>>>
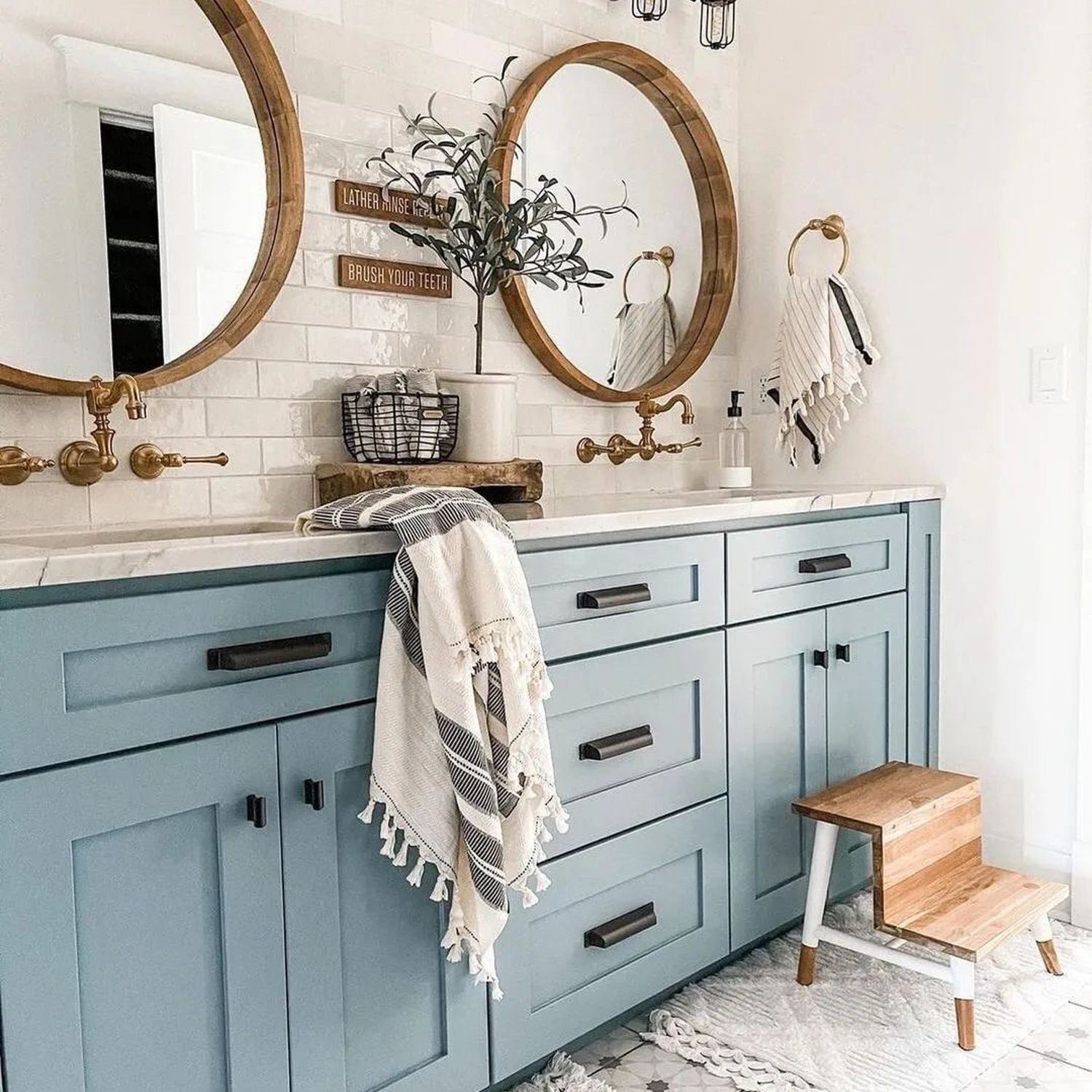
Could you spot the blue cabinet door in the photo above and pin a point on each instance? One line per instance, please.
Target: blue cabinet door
(777, 753)
(373, 1002)
(866, 710)
(141, 923)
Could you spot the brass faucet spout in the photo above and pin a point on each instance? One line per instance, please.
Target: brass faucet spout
(84, 463)
(618, 449)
<<<
What the exercise asks ▸ Repeat every line above exactly, minus the pictures.

The answer ▸
Could you spot the blue cabinet door in the photo above and pin a point on each instance? One line per instance, please.
Target: blue cabinet door
(777, 753)
(373, 1002)
(866, 710)
(141, 923)
Could you spot the brass faucet spout in the photo above and pin a point on each instance? One line per instance, please.
Target: brass faucet spout
(84, 463)
(618, 449)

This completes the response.